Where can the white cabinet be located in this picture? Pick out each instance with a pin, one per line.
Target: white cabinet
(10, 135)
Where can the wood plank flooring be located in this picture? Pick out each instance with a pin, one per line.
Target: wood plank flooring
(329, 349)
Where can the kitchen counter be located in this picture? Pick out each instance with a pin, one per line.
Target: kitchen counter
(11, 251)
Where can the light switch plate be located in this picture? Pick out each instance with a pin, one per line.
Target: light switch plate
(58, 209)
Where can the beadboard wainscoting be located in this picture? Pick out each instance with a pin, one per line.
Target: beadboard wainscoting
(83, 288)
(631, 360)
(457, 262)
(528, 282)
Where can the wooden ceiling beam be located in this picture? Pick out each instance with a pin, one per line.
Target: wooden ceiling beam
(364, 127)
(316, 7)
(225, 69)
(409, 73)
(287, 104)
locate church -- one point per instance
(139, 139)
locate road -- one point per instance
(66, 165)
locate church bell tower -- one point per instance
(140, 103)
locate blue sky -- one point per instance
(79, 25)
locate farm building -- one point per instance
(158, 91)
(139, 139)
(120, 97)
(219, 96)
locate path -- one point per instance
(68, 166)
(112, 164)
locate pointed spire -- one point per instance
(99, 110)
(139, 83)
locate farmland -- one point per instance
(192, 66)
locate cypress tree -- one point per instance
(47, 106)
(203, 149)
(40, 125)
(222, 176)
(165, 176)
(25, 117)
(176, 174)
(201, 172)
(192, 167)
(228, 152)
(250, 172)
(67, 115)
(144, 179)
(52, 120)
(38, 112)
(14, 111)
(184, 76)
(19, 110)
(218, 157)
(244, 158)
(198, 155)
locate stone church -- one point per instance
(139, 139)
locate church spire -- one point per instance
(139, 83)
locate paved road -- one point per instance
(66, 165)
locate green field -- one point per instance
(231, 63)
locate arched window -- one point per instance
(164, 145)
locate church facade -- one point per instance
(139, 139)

#####

◆ REQUIRED WORK: Bring together each line above where the string "Pick" turns up.

◆ RESPONSE AREA:
Where can the white cabinet be located in this picture? Pick out each instance with a pin, one per line.
Where can the wood plank flooring be located in this picture? Pick out each instance with a pin, one per line.
Where can the kitchen counter be located in this picture? Pick out each instance with a pin, one per line.
Where can the light switch plate be located in this picture? Pick out each instance with a pin, one per line.
Where can the beadboard wainscoting be located in this picture? Pick out each instance with a pin, one per line.
Where can the wooden ceiling beam be located in this picture? Pick out each instance with a pin, one per line.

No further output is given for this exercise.